SHORT EXERCISE:
Retype the tail of the data exactly, starting at the line containing "kneeling in the photo above." and stopping at the last line.

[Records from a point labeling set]
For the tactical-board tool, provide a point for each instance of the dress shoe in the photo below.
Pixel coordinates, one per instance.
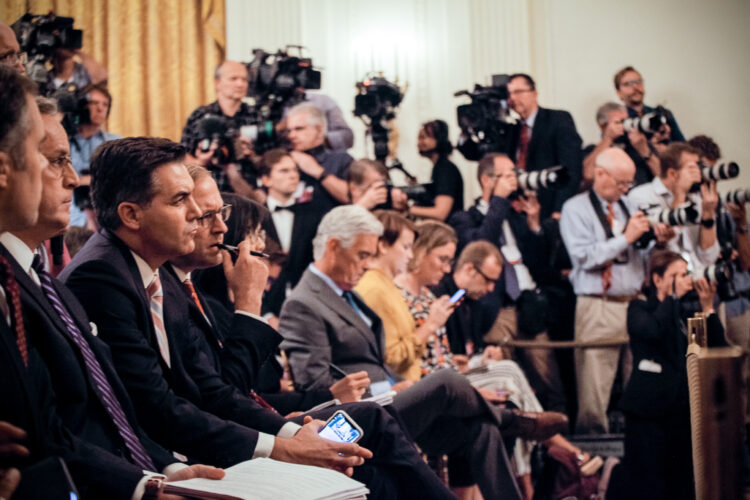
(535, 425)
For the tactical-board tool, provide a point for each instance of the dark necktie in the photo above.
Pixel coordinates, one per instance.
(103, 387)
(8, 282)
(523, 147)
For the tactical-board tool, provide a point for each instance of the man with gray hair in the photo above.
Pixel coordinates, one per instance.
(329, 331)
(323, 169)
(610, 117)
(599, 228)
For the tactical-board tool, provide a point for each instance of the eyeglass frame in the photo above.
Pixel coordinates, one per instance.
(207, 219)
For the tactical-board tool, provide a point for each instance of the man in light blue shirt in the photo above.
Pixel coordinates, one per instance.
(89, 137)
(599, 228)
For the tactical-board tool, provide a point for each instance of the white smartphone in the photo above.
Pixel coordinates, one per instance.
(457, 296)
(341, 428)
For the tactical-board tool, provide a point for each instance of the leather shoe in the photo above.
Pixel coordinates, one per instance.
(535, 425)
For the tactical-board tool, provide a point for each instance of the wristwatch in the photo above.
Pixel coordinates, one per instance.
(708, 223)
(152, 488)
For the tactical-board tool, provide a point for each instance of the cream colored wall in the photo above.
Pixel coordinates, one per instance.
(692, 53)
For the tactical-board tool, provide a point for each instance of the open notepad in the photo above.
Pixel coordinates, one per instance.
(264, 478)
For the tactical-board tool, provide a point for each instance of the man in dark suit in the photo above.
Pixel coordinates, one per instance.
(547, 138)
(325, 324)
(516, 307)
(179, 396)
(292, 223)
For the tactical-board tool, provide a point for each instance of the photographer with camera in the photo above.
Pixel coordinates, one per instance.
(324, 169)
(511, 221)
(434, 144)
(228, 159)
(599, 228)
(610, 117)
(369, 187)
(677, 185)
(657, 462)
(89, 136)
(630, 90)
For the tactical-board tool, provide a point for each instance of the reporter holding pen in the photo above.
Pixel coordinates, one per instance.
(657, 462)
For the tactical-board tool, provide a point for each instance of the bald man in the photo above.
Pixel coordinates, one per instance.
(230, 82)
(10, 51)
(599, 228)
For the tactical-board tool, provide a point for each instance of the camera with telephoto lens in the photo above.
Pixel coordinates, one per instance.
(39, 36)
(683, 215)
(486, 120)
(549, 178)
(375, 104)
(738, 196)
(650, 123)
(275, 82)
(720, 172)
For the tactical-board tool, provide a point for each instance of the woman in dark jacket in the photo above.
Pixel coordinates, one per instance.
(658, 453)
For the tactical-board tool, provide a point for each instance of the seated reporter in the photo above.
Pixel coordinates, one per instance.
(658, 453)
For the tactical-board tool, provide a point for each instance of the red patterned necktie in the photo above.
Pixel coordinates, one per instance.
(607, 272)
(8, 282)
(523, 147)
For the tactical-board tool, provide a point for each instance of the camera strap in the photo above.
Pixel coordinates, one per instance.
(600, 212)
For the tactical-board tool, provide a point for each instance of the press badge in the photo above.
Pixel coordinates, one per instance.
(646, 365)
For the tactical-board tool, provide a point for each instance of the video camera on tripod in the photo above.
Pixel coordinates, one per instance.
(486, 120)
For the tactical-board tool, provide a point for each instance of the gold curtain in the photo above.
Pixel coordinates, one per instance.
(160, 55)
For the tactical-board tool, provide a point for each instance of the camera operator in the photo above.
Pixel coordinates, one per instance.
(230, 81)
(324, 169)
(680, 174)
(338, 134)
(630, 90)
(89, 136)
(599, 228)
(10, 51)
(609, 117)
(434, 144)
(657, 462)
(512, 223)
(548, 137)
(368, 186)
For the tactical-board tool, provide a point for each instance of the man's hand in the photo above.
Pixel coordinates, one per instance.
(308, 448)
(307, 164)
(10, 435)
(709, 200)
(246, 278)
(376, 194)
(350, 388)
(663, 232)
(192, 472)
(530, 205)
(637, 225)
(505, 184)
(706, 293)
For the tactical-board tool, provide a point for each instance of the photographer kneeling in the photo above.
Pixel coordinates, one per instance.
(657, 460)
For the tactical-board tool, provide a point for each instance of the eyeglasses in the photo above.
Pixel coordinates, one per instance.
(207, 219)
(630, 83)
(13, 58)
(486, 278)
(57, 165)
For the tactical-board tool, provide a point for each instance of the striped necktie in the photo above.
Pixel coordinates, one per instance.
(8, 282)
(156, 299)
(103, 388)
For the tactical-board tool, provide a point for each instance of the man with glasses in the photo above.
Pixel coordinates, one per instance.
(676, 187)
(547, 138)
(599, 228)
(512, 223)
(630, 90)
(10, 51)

TASK SOLUTION:
For the tactical-board tool, provide a point for each instance of the photographer kneeling in the photo above.
Pixel coordinates, one per instance.
(657, 460)
For the tactical-board tool, provide a point for each instance of the eyeglasses in the photo above.
Pixel coordinates, one per instance.
(207, 219)
(630, 83)
(13, 58)
(486, 278)
(57, 165)
For the tactical-board tool, provide a point for each instance of the striped necktie in the photo above.
Pixel coordinates, one per instance.
(8, 282)
(156, 299)
(103, 388)
For the tactical-board tool, provide a point for each instance of the man with glasses in the photo above.
Pixel coordinates, one per instance.
(676, 187)
(547, 138)
(599, 228)
(512, 223)
(630, 90)
(10, 51)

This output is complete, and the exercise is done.